WHAT THE TASK REQUIRES:
Quote every one of the records below word for word, leaving out the pictures.

* Begin DATA FOR PROCESSING *

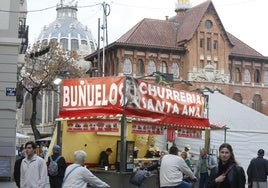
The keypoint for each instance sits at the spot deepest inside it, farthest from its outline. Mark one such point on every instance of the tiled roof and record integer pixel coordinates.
(167, 34)
(242, 49)
(151, 32)
(191, 20)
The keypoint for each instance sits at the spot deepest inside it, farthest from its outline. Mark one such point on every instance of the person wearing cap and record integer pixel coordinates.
(104, 157)
(33, 169)
(135, 153)
(257, 171)
(56, 180)
(187, 150)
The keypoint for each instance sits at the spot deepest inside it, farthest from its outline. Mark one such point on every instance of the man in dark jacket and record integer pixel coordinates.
(56, 180)
(17, 168)
(257, 171)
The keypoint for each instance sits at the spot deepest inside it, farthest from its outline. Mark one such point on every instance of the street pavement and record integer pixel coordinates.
(7, 184)
(11, 184)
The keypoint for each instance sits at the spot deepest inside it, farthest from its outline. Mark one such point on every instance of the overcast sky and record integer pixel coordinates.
(245, 19)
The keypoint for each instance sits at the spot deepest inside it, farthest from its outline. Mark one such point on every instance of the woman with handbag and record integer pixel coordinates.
(227, 174)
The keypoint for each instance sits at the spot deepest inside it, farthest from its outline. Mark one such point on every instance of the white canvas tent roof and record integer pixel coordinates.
(236, 116)
(247, 130)
(21, 136)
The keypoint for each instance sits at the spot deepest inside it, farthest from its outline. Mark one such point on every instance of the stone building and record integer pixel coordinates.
(72, 35)
(13, 43)
(193, 47)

* End DATA FOR PROCESSING *

RESULT OF THE EXERCISE:
The keypoint for each instance sits at the spot deepest inside it, farthest from its outline. Mark one such point on every instance of the tiled roof and record integer pixel coordinates.
(167, 34)
(242, 49)
(151, 32)
(191, 20)
The keypoint for each instance sits at the spot deepest inside it, farthest from its outline. Mark one such point on every instance of the person wearing cap and record integer pixel coordinates.
(104, 157)
(33, 169)
(135, 153)
(257, 171)
(56, 180)
(187, 150)
The keypoint for each instance sits at the spot deepest inside it, farthest from its outline. Mark one such point on every instance of the man in dark jacket and record integer pixel coordinates.
(56, 180)
(17, 168)
(257, 171)
The keypoint for each instance sits at the spot deepest inside it, farthest from its outline. Mark one such point on every instance of the street pavement and record integer pixel coordinates.
(7, 184)
(11, 184)
The keypoint for each instance sits at the spot deepest inside it, farthest from its outline. Mark one such point on every instance of the overcast sky and record integer pixel coordinates.
(245, 19)
The keypoint for each instance sits at the spot deepest inside it, farthest from its outline. Mark one such point on every instance of the woman with handbag and record integer pixel coordinates.
(227, 174)
The keypoint for each instance sits at the spot deepest inside it, farthest from its outline. Mark one such point on every instance of the white canvas tent roof and record integer pixel coordinates.
(236, 116)
(247, 130)
(21, 136)
The keypoint for each instance sits at the spot deepest inside it, farthest from its outline. Mark one such point on every instance of the stone building and record integer pixel coordinates.
(72, 35)
(13, 43)
(193, 47)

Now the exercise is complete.